**WHAT YOU SHOULD DO**
Copy out the news report on Lizzie Buhler's death below, word for word and in full.

**SELECTED PASSAGE**
+-------+

July 5th – The mystery surrounding the death of pretty Lizzie Buhler, who was found dead on the railroad tracks near Maspeth, L.I., on Saturday morning, is not yet cleared up. It seems more than likely, in view of yesterday’s investigation that her death will prove to be accidental.

The residents of Maspeth, though they dearly love a mystery, are gradually coming to this view. The more it is looked into the more improbable the murder theory becomes. The suicide theory is still a possible one, but the girl’s social position tends to weaken the supposition that she had taken her own life for fear her shame would become known, which is the only reason she could have had for suicide.

The strongest argument which the upholders of the murder theory have is that the cowcatcher of the engine would throw the body to one side of the track if the girl was standing upright when struck.

More than half of the engines running over the Bushwick branch of the Long Island Railroad run with the tender first. It is more than probable that Lizzie Buhler was struck either by the rear of a car or of a tender. It would be very easy in that case for her to be thrown to the track and run over as she was.

The fracture of the skull was probably made by striking the end of a tie.

The efforts of the authorities to prove that a murder was committed, either by Joseph Easer or John Lauby, have met with no success. To be sure, young Easer disappeared. But he had been intimate with the girl and he may have disappeared on Saturday for fear he might be involved in the mystery. It developed that he had had a row with his father last Tuesday and had not been home since.

+-------+

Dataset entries
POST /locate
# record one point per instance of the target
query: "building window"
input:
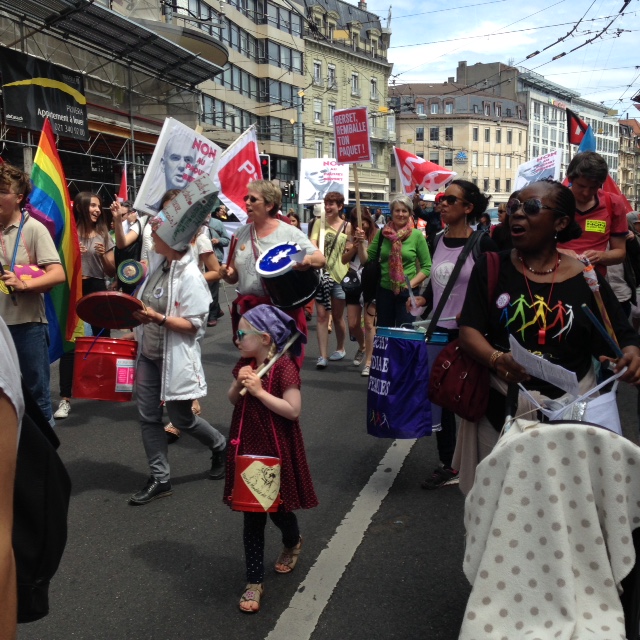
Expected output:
(355, 85)
(374, 89)
(331, 76)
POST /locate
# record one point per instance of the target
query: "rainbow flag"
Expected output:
(50, 204)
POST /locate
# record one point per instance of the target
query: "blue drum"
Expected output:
(397, 401)
(287, 287)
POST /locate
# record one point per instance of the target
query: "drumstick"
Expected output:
(264, 368)
(232, 249)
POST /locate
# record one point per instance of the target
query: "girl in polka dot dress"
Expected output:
(271, 405)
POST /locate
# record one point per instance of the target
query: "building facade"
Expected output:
(629, 169)
(482, 137)
(346, 66)
(546, 103)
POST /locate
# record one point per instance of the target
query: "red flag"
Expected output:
(417, 172)
(576, 128)
(239, 165)
(122, 193)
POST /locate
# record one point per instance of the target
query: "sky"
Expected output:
(429, 39)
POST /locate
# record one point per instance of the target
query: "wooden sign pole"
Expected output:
(356, 185)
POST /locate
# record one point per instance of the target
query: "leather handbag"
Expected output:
(459, 383)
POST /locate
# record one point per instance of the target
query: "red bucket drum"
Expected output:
(256, 485)
(104, 369)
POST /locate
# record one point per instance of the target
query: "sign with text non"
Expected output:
(351, 129)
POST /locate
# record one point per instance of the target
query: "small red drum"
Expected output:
(104, 369)
(287, 287)
(109, 309)
(256, 484)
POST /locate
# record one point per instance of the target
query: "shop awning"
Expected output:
(95, 28)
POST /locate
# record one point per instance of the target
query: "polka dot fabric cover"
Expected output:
(549, 534)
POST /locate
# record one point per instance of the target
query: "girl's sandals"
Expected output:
(288, 559)
(252, 594)
(173, 433)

+-------+

**TASK RESULT**
July 5th – The mystery surrounding the death of pretty Lizzie Buhler, who was found dead on the railroad tracks near Maspeth, L.I., on Saturday morning, is not yet cleared up. It seems more than likely, in view of yesterday’s investigation that her death will prove to be accidental.

The residents of Maspeth, though they dearly love a mystery, are gradually coming to this view. The more it is looked into the more improbable the murder theory becomes. The suicide theory is still a possible one, but the girl’s social position tends to weaken the supposition that she had taken her own life for fear her shame would become known, which is the only reason she could have had for suicide.

The strongest argument which the upholders of the murder theory have is that the cowcatcher of the engine would throw the body to one side of the track if the girl was standing upright when struck.

More than half of the engines running over the Bushwick branch of the Long Island Railroad run with the tender first. It is more than probable that Lizzie Buhler was struck either by the rear of a car or of a tender. It would be very easy in that case for her to be thrown to the track and run over as she was.

The fracture of the skull was probably made by striking the end of a tie.

The efforts of the authorities to prove that a murder was committed, either by Joseph Easer or John Lauby, have met with no success. To be sure, young Easer disappeared. But he had been intimate with the girl and he may have disappeared on Saturday for fear he might be involved in the mystery. It developed that he had had a row with his father last Tuesday and had not been home since.